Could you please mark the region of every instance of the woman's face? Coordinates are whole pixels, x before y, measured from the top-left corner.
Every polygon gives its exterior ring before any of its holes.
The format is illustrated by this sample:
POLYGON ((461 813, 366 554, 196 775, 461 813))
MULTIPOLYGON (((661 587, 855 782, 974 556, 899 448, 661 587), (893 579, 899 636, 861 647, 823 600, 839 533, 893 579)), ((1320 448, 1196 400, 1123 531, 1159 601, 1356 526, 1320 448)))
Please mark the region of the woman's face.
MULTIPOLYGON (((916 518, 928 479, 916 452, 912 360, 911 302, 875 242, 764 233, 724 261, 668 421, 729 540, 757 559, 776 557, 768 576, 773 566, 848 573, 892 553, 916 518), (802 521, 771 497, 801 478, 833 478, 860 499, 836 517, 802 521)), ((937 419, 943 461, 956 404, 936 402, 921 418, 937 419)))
──────────
Write every record out again, letter for letter.

| Expected output |
Could you please mark the region of every instance of the woman's face? Coordinates are whole pixels, x before y, measured from the top-left corner.
Every polygon gives its exterior ring before any of its holes.
The format is illustrated by this sample:
POLYGON ((461 813, 366 554, 196 775, 461 813))
MULTIPOLYGON (((661 587, 855 782, 974 556, 899 448, 661 587), (893 579, 899 636, 861 647, 823 600, 839 533, 893 579)), ((1320 448, 1196 400, 1123 531, 1159 601, 1356 526, 1320 448)))
Please mark the region of the woman's face.
MULTIPOLYGON (((916 518, 928 479, 916 452, 912 360, 911 302, 875 242, 764 233, 724 261, 668 421, 729 540, 757 559, 776 557, 768 576, 773 566, 848 573, 892 553, 916 518), (802 521, 771 497, 801 478, 833 478, 860 499, 836 517, 802 521)), ((937 419, 943 461, 956 404, 936 402, 921 418, 937 419)))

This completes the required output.